EXERCISE TEXT »
The Christmas parties ended, the gifts unwrapped, and the holiday decorations stowed in the attic all signal that January has arrived. It is time to start the long slog through deep winter to joyful spring. While some relish the cold and pearly glimmer of the frozen ground, not a few families need a recharge for their homeschool, mine especially. In the infant year’s short, dark days, where can refreshment, inspiration, and direction be discovered? Often I look to food, friends, and good books for help. My household, heart, and head require some light and cheer while waiting for the ground to reveal its plans for the spring and summer.
Each winter I usually begin with cheering the household environment to battle the bleak winter days. In the Butler home, food is an integral feature of our day-to-day life. I have found that preparing and eating colorful foods lifts our moods. Pickled beets, roasted carrots with ginger, and steamed green peas invite our minds to remember warm spring and summer days when we harvested the veggies. We also like to experiment each year with a new cookbook that highlights a foreign country; it is hard to decide if the pictures of the faraway lands or of the exotic spices and ingredients are the most encouraging. This winter we have been learning how to cook with fire-engine-red peppers and lemon grass. Not only does the Thai food look beautiful on our plates, but the odors in the kitchen excite even the most starch-fatigued belly! One other way to care for our home has been to focus on deep cleaning one room in the house each month of winter, that way our spring cleaning is a much shorter task and we can spend more time outside warming ourselves in the sunlight.

ENTRIES PROVIDED »
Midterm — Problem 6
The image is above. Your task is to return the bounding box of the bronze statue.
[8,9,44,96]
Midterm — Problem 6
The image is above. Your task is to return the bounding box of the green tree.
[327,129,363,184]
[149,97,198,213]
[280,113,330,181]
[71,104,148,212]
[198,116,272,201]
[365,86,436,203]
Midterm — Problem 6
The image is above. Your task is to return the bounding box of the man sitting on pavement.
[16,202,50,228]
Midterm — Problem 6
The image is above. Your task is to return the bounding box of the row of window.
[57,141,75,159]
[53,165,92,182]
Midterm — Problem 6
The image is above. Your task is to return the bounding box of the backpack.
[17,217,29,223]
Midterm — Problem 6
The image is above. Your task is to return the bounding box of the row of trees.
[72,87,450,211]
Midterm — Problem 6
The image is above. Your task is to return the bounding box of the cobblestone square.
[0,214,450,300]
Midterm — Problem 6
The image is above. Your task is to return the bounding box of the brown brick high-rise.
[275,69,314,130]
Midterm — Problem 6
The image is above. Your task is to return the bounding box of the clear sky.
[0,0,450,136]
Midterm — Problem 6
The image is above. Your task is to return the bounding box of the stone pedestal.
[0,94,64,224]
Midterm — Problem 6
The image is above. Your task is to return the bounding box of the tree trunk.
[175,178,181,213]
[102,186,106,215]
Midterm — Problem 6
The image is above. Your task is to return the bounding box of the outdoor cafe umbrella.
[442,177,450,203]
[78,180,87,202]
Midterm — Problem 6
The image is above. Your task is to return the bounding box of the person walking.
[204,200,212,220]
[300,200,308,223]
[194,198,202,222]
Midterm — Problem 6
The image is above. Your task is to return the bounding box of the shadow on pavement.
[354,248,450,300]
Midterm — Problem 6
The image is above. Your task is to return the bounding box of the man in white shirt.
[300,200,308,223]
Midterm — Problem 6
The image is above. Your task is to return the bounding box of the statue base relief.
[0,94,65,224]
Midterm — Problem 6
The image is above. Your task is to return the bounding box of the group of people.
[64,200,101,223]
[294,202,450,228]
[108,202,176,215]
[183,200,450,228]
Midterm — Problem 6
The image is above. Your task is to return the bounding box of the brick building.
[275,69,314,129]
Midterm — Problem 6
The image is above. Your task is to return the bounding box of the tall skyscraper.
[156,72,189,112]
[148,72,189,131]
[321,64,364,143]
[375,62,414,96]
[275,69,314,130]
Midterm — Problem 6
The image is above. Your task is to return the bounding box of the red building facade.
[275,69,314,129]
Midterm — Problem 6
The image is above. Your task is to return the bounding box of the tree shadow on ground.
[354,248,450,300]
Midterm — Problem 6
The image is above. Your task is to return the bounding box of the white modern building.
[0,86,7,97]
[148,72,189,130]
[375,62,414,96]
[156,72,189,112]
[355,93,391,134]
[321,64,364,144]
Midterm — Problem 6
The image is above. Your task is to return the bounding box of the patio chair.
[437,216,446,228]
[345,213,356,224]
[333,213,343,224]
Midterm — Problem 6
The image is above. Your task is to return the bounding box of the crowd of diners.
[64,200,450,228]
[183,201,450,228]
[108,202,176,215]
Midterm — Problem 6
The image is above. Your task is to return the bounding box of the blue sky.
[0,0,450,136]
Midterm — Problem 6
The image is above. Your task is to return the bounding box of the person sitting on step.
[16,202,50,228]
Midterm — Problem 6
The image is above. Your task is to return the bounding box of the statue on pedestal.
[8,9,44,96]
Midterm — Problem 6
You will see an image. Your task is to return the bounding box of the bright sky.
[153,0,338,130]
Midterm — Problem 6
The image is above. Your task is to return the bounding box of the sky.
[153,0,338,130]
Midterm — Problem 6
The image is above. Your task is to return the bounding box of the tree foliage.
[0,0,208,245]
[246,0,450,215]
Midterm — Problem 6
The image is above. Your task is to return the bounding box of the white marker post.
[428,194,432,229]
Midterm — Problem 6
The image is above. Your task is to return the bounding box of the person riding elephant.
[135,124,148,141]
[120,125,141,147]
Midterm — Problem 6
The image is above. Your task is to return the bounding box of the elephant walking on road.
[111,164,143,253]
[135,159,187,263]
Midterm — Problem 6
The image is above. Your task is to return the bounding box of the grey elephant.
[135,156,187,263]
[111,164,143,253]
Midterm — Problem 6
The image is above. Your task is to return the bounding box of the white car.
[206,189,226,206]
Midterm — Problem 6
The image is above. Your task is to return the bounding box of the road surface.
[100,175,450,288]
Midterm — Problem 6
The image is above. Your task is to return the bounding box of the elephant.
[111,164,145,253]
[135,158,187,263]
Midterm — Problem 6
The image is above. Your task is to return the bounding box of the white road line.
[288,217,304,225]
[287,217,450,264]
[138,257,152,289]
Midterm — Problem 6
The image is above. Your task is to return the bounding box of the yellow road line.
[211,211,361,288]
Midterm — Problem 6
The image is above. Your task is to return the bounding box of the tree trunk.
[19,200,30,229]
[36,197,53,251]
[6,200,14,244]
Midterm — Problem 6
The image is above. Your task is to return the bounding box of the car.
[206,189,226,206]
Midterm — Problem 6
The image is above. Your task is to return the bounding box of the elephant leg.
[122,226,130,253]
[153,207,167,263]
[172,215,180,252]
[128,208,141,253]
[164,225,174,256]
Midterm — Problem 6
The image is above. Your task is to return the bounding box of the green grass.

TO DO »
• a. In the text on winter refreshment for a homeschool, what two ingredients has the household been learning to cook with this winter?
• b. List every colorful vegetable dish that the text on winter refreshment for a homeschool names as lifting the family's moods.
• c. Write the next paragraph of the text on winter refreshment for a homeschool, following on from its final sentence.
The material has no connection to the text on winter refreshment for a homeschool.

ANSWERS BELOW »
• a. Fire-engine-red peppers and lemon grass.

• b.
- Pickled beets
- Roasted carrots with ginger
- Steamed green peas

• c.
Sometimes loneliness makes the short winter days seem longer than they are. Fellowship with friends over a short good book works on the emotions like a warm fire on cold toes. One of my favorite short books right now is Something Beautiful for God from Challenge II. Something Beautiful for God opened the door for my friends and I to talk about some deep heart issues that we had each been wrestling with alone over the past few months. Now we wrestle together. January also presents the perfect opportunity to begin a new Bible reading plan. Have you and your family tried reading a chapter of Proverbs a day? With thirty-one chapters, you and your children can be filled with Solomon’s wisdom regularly and repeatedly for the entire year. Finally, to lead our hearts to warmer days, we begin planning the spring garden. Conversations about choosing among the many strawberry varieties or planting the perfectly spherical variety of carrots are sure to ignite a lively discussion about the propriety of genetic engineering. If gardening is not your interest, perhaps beginning to plan a vacation or creating a summer activity wish list would also warm the heart. Often, the most important aspect about these conversations is the reminder that it will not always be cold, wet, and silent. Spring is coming.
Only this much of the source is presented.